What the task requires
Filter the entries for the word "trolley". Copy each line that has it.

Provided data
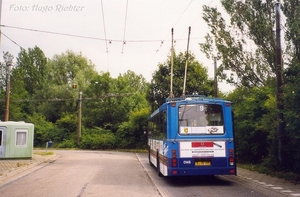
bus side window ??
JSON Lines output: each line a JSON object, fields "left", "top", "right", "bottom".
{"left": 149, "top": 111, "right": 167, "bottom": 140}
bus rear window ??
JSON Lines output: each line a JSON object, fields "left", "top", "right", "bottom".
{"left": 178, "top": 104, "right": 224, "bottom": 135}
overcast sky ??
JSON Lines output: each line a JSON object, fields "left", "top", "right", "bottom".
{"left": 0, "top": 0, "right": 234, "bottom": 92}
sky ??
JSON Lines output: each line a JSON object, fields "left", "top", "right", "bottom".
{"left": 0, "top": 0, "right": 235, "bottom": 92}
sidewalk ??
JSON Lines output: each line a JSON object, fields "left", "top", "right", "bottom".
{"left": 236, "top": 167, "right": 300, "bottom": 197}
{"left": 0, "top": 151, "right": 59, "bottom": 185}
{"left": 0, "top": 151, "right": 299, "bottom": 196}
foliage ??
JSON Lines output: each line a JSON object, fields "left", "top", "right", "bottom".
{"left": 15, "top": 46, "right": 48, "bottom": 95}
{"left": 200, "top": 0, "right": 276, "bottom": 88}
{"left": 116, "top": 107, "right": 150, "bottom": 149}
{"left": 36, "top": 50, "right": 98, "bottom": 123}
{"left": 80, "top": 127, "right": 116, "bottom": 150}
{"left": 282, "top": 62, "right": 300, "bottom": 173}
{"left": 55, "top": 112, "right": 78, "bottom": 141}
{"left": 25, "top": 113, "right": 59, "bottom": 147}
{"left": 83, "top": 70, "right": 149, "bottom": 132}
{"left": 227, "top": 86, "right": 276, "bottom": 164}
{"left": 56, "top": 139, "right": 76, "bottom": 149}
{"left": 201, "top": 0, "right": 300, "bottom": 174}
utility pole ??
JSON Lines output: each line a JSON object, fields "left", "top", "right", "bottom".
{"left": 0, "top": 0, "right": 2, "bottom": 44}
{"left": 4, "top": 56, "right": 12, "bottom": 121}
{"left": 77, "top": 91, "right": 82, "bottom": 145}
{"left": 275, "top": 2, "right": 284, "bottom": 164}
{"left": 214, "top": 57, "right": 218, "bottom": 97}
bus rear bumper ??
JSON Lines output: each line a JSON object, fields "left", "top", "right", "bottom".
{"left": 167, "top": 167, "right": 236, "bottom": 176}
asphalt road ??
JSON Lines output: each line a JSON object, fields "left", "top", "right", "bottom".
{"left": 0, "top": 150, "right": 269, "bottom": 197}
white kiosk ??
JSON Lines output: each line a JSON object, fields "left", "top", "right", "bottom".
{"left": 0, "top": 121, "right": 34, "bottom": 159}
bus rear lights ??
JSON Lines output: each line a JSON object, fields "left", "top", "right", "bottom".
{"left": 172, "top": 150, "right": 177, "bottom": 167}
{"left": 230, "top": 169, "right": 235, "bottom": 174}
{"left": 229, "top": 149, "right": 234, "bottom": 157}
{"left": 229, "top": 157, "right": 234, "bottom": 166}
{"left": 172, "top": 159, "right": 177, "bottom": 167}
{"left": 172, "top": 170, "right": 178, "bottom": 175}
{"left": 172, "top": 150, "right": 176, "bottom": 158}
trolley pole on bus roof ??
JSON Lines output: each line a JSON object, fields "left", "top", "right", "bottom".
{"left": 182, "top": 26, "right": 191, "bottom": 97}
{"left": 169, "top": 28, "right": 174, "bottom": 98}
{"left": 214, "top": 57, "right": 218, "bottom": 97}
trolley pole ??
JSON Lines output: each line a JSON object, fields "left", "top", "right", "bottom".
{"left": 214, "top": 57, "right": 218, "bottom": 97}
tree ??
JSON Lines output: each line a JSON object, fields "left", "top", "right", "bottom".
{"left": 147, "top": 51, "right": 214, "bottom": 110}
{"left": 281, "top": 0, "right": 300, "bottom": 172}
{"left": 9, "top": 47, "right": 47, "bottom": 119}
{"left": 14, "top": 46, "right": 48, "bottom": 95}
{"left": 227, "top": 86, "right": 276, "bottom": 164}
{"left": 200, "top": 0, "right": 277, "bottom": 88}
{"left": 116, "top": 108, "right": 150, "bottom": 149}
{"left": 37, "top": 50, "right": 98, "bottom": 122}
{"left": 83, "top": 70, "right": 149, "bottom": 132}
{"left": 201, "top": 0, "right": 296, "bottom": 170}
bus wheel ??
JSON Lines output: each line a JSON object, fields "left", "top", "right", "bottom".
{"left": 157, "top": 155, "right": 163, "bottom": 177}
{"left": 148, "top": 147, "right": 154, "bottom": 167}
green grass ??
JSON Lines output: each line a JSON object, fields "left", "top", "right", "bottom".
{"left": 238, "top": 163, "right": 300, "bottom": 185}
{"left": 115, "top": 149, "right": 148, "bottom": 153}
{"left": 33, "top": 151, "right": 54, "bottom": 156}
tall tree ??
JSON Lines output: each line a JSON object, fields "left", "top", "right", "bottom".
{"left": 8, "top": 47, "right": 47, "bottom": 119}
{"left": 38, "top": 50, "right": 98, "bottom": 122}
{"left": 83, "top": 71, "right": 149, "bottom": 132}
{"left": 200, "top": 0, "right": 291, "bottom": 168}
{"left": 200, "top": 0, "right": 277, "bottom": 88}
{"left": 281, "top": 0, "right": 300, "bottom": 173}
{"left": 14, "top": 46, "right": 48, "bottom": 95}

Expected output
trolley pole on bus roof ??
trolley pole ??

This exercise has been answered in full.